## TASK
Copy every one of the rows below line for line, with no changes.

## EXERCISE MATERIAL

[START]

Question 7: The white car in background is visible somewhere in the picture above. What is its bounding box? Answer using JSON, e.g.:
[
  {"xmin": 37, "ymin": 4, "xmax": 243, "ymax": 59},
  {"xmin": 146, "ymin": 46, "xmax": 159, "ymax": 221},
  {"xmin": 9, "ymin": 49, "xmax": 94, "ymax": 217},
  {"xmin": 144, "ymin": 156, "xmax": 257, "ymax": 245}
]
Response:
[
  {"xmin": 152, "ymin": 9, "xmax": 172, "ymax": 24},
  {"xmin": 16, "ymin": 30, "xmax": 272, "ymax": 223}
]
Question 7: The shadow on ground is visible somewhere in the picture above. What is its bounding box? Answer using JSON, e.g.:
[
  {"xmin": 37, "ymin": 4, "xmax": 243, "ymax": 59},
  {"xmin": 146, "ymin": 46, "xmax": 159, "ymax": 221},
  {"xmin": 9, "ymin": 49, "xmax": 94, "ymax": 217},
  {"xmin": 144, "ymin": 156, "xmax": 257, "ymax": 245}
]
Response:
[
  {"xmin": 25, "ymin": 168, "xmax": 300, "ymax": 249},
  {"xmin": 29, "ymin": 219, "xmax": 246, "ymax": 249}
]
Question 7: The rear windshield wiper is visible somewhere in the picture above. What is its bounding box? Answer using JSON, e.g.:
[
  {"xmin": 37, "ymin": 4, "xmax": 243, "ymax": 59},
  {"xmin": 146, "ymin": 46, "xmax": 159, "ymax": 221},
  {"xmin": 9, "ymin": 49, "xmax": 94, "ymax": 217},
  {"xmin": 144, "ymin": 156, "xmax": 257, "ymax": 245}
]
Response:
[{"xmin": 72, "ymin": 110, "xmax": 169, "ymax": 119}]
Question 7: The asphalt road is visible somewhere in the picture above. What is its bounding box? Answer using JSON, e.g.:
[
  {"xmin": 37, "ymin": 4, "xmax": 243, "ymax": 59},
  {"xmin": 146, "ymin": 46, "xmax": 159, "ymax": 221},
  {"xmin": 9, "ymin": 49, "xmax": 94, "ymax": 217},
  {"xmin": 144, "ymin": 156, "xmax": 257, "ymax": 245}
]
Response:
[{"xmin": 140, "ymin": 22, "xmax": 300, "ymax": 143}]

[END]

## TASK ANSWER
Question 7: The white car in background is visible somewhere in the picture above. What is its bounding box? Answer using JSON, e.g.:
[
  {"xmin": 37, "ymin": 4, "xmax": 243, "ymax": 59},
  {"xmin": 146, "ymin": 46, "xmax": 159, "ymax": 221},
  {"xmin": 9, "ymin": 49, "xmax": 94, "ymax": 217},
  {"xmin": 144, "ymin": 156, "xmax": 257, "ymax": 245}
]
Response:
[
  {"xmin": 152, "ymin": 9, "xmax": 172, "ymax": 24},
  {"xmin": 16, "ymin": 30, "xmax": 272, "ymax": 223}
]
Question 7: The shadow on ground is visible somewhere in the picture above. What is its bounding box? Answer using JSON, e.g.:
[
  {"xmin": 37, "ymin": 4, "xmax": 243, "ymax": 59},
  {"xmin": 146, "ymin": 46, "xmax": 159, "ymax": 221},
  {"xmin": 9, "ymin": 49, "xmax": 94, "ymax": 217},
  {"xmin": 144, "ymin": 156, "xmax": 257, "ymax": 245}
]
Response:
[
  {"xmin": 25, "ymin": 168, "xmax": 300, "ymax": 249},
  {"xmin": 29, "ymin": 219, "xmax": 246, "ymax": 249}
]
Question 7: The rear windshield wiper is visible somewhere in the picture above. What is its bounding box? Answer using JSON, e.g.:
[
  {"xmin": 37, "ymin": 4, "xmax": 243, "ymax": 59},
  {"xmin": 146, "ymin": 46, "xmax": 159, "ymax": 221},
  {"xmin": 9, "ymin": 49, "xmax": 94, "ymax": 217},
  {"xmin": 144, "ymin": 156, "xmax": 257, "ymax": 245}
]
Response:
[{"xmin": 72, "ymin": 110, "xmax": 169, "ymax": 119}]
Question 7: The asphalt road is visible somewhere in the picture above. What is its bounding box? Answer using JSON, e.g.:
[
  {"xmin": 37, "ymin": 4, "xmax": 243, "ymax": 59},
  {"xmin": 146, "ymin": 46, "xmax": 159, "ymax": 221},
  {"xmin": 9, "ymin": 49, "xmax": 94, "ymax": 217},
  {"xmin": 144, "ymin": 156, "xmax": 257, "ymax": 245}
]
Response:
[{"xmin": 140, "ymin": 22, "xmax": 300, "ymax": 143}]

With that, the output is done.